> [本文]
========================

ナフトールアラルキル型フェノール樹脂(SN-495、新日鐵化学(株)製、水酸基当量:236g/eq.)45質量部、フェノールビフェニルアラルキル型エポキシ樹脂(NC-3000-FH、エポキシ当量:320g/eq.、日本化薬(株)製)55質量部、湿潤分散剤(BYK-W903、ビッグケミージャパン(株)製)1.5質量部、ハイドロマグネサイトとハンタイトの混合物である無機充填材(Ultracarb1200、ハイドロマグネサイトとハンタイトの質量比が15~30:85~70、Minelco製、ハイドロマグネサイトは4MgCO3・Mg(OH)2・4H2Oという構造)90質量部、モリブデン酸亜鉛をタルクにコートしたもの(ケムガード911C、モリブデン酸亜鉛担持:10質量%、シャーウィン・ウイリアムズ・ケミカルズ製)10質量部、イミダゾール(2E4MZ、四国化成工業(株)製)0.01質量部を混合してワニスを得た。このワニスをメチルエチルケトンで希釈し、厚さ0.1mmのEガラス織布に含浸塗工し、160℃で4分間加熱乾燥して、樹脂含有量50質量%のプリプレグを得た。
得られたプリプレグを、それぞれ4枚重ねて12μm厚の電解銅箔(3EC-III、三井金属鉱業(株)製)を上下に配置し、圧力30kgf/cm2、温度220℃で120分間の積層成型を行い、絶縁層厚さ0.4mmの金属箔張積層板を得た。

========================

> [データ抜粋]
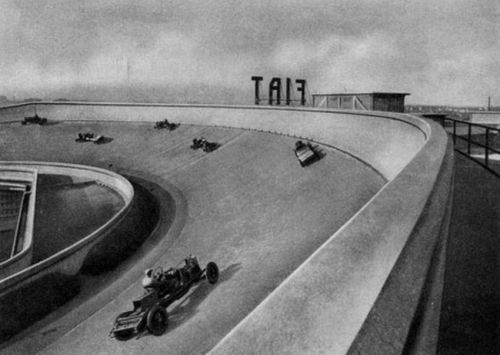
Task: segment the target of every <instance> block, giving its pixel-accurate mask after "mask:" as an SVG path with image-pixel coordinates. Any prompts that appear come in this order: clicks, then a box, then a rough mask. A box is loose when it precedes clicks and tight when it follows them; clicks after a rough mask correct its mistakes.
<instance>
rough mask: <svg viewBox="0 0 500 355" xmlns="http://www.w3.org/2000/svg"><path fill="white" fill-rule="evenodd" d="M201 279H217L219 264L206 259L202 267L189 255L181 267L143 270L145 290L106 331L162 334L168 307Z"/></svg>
mask: <svg viewBox="0 0 500 355" xmlns="http://www.w3.org/2000/svg"><path fill="white" fill-rule="evenodd" d="M204 279H207V280H208V282H209V283H211V284H214V283H216V282H217V280H218V279H219V268H218V267H217V264H215V263H214V262H209V263H208V264H207V266H206V268H204V269H202V268H201V267H200V264H199V262H198V259H197V258H196V257H195V256H192V255H190V256H188V257H187V258H186V259H184V266H182V267H180V268H169V269H168V270H166V271H164V270H163V269H162V268H161V267H157V268H156V269H148V270H146V275H145V277H144V279H143V286H144V288H145V293H144V294H143V295H142V296H141V297H139V298H137V299H135V300H134V301H133V302H132V303H133V306H134V309H133V310H131V311H127V312H123V313H121V314H119V315H118V317H117V318H116V320H115V324H114V326H113V329H111V332H110V333H109V335H110V336H111V337H114V338H116V339H118V340H127V339H129V338H131V337H132V336H134V335H138V334H141V333H143V332H144V331H149V332H151V333H152V334H154V335H161V334H163V333H164V332H165V330H166V329H167V327H168V312H167V307H168V306H170V305H171V304H172V303H173V302H175V301H176V300H178V299H180V298H181V297H182V296H184V295H185V294H186V293H187V292H188V291H189V290H190V289H191V287H192V286H194V285H195V284H197V283H199V282H200V281H202V280H204Z"/></svg>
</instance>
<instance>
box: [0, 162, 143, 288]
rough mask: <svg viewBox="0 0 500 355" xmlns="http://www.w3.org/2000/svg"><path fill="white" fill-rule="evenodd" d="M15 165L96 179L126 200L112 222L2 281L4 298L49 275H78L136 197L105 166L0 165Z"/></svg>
mask: <svg viewBox="0 0 500 355" xmlns="http://www.w3.org/2000/svg"><path fill="white" fill-rule="evenodd" d="M13 166H24V167H27V168H30V169H34V170H36V171H38V173H39V174H53V175H66V176H71V177H73V178H76V179H85V180H95V181H97V182H98V183H101V184H103V185H106V186H108V187H109V188H111V189H113V190H115V191H116V192H117V193H118V194H119V195H120V196H121V197H122V198H123V200H124V202H125V203H124V206H123V207H122V208H121V209H120V210H119V211H118V212H117V213H116V214H115V215H114V216H113V217H112V218H111V219H110V220H109V221H108V222H106V223H105V224H104V225H102V226H101V227H99V228H98V229H97V230H96V231H94V232H93V233H91V234H90V235H88V236H86V237H85V238H83V239H81V240H79V241H78V242H77V243H75V244H73V245H71V246H69V247H67V248H66V249H64V250H61V251H60V252H58V253H56V254H54V255H53V256H51V257H50V258H48V259H45V260H43V261H41V262H39V263H37V264H35V265H32V266H30V267H28V268H25V269H24V270H22V271H19V272H17V273H15V274H12V275H10V276H9V277H6V278H4V279H3V280H0V297H1V296H2V295H5V294H7V293H10V292H12V291H14V290H15V289H18V288H22V287H24V286H25V285H26V284H28V283H31V282H34V281H36V280H37V279H39V278H42V277H44V276H46V275H48V274H64V275H74V274H76V273H77V272H78V270H79V269H80V267H81V265H82V263H83V261H84V259H85V257H86V255H87V254H88V252H89V250H90V249H91V248H92V247H93V246H94V245H95V244H96V243H98V242H99V241H100V240H102V238H104V237H105V236H106V235H107V233H108V232H109V231H110V230H112V229H113V228H114V227H115V226H116V225H117V224H118V223H119V222H120V221H121V220H122V219H123V218H124V217H125V215H126V214H127V212H128V210H129V209H130V206H131V203H132V200H133V198H134V189H133V187H132V185H131V184H130V183H129V182H128V181H127V180H126V179H125V178H123V177H122V176H120V175H118V174H115V173H113V172H110V171H107V170H104V169H99V168H95V167H89V166H81V165H76V164H63V163H42V162H0V167H3V168H5V169H8V168H9V167H13Z"/></svg>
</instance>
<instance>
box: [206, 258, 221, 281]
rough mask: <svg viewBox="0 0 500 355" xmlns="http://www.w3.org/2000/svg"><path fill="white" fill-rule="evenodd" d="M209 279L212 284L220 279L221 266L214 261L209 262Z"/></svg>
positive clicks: (207, 264)
mask: <svg viewBox="0 0 500 355" xmlns="http://www.w3.org/2000/svg"><path fill="white" fill-rule="evenodd" d="M207 280H208V282H210V283H211V284H214V283H216V282H217V280H219V268H218V267H217V264H216V263H214V262H213V261H211V262H209V263H208V264H207Z"/></svg>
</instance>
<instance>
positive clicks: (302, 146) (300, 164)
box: [294, 141, 320, 167]
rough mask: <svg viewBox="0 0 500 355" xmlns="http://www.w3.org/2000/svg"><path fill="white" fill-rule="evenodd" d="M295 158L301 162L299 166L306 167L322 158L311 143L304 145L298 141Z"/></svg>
mask: <svg viewBox="0 0 500 355" xmlns="http://www.w3.org/2000/svg"><path fill="white" fill-rule="evenodd" d="M294 152H295V156H296V157H297V159H298V160H299V164H300V166H302V167H305V166H307V165H309V164H311V163H312V162H314V161H316V160H318V159H319V158H320V156H319V154H318V153H317V152H316V151H315V149H314V148H313V146H312V145H311V143H309V142H307V143H304V142H302V141H297V142H296V143H295V150H294Z"/></svg>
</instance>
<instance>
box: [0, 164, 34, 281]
mask: <svg viewBox="0 0 500 355" xmlns="http://www.w3.org/2000/svg"><path fill="white" fill-rule="evenodd" d="M37 179H38V174H37V171H36V169H32V168H31V169H30V168H26V167H24V166H15V165H8V166H5V165H4V166H2V165H1V164H0V181H2V180H3V181H5V180H7V181H13V182H21V183H23V184H29V185H30V186H31V191H30V192H29V194H30V195H29V201H28V209H27V214H26V225H25V228H24V230H23V231H22V233H23V246H22V248H21V251H20V252H19V253H17V254H15V255H14V256H12V257H11V258H9V259H7V260H5V261H3V262H1V263H0V280H2V279H3V278H5V277H6V276H7V275H12V274H14V273H16V272H19V271H21V270H24V269H25V268H27V267H29V266H30V265H31V261H32V257H33V227H34V220H35V202H36V184H37ZM23 198H24V197H23ZM15 238H19V235H16V236H15Z"/></svg>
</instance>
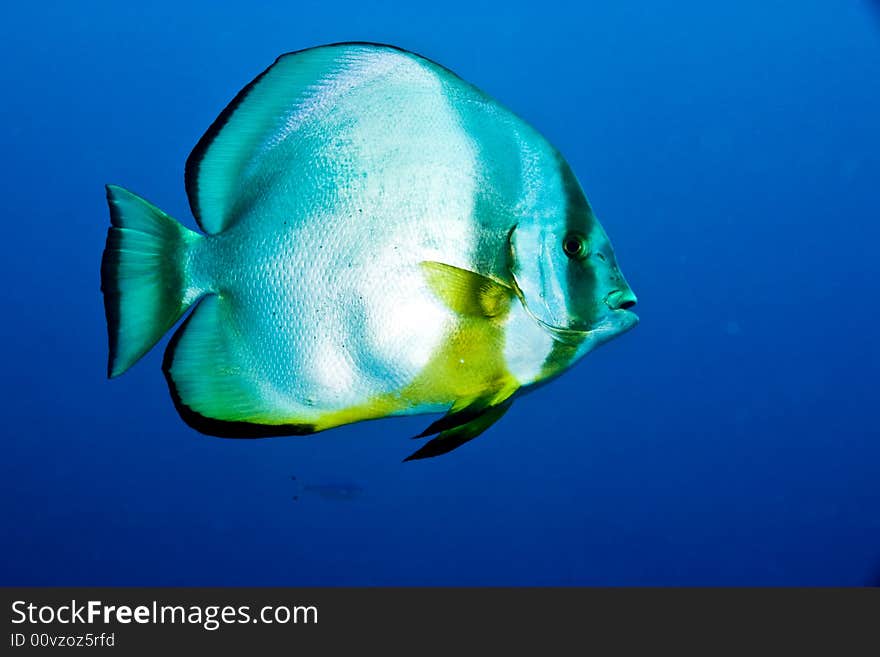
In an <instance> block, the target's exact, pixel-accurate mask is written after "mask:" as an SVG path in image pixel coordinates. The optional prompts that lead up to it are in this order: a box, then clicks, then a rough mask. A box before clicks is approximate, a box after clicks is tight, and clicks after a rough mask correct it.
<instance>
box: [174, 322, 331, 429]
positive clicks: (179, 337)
mask: <svg viewBox="0 0 880 657" xmlns="http://www.w3.org/2000/svg"><path fill="white" fill-rule="evenodd" d="M197 308H198V305H196V307H195V308H193V311H192V312H191V313H190V314H189V315H188V316H187V318H186V319H185V320H184V321H183V322H182V323H181V325H180V326H179V327H178V328H177V330H176V331H175V332H174V335H173V336H171V340H169V342H168V346H167V347H166V348H165V356H164V358H163V359H162V373H163V374H164V375H165V381H166V382H167V383H168V391H169V392H170V393H171V399H172V401H173V402H174V408H176V409H177V413H178V414H179V415H180V417H181V419H182V420H183V421H184V422H186V423H187V424H188V425H189V426H190V427H192V428H193V429H195V430H196V431H198V432H199V433H203V434H205V435H208V436H216V437H218V438H274V437H278V436H306V435H309V434H313V433H315V432H316V431H315V426H314V425H312V424H257V423H255V422H242V421H238V420H233V421H229V420H218V419H216V418H212V417H207V416H205V415H202V414H201V413H198V412H197V411H194V410H193V409H192V408H190V407H189V406H187V405H186V404H185V403H184V401H183V400H182V399H181V398H180V395H179V394H178V393H177V386H176V385H175V383H174V380H173V379H172V378H171V364H172V362H174V352H175V350H176V349H177V344H178V342H180V338H181V337H182V336H183V332H184V331H185V330H186V327H187V324H189V321H190V319H192V317H193V315H194V314H195V311H196V309H197Z"/></svg>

========================

> [指示 1]
積層板製造例の本文では、積層成型は何℃で何分間行われましたか。
> [指示 2]
積層板製造例の本文を、最後の文に続けて書き継いでください。

> [出力 1]
220℃で120分間です。

> [出力 2]
難燃性:板厚が0.8mmのエッチングした積層板を用いて、UL94垂直燃焼試験法に準拠して評価した。
ガラス転移温度:JIS C6481に従い、動的粘弾性分析装置(TAインスツルメント製)で測定した。
熱膨張率:熱機械分析装置(TAインスツルメント製)で40℃から340℃まで毎分10℃で昇温し、60℃から120℃での面方向の線膨張係数を測定した。測定方向は積層板のガラスクロスの縦方向(Warp)を測定した。
耐熱性:50×50mmのサンプルを、300℃半田に30分間フロートさせて、デラミネーションが発生するまでの時間を測定した。30分経過してもデラミネーションが発生しなかった場合は表に>30minと表した。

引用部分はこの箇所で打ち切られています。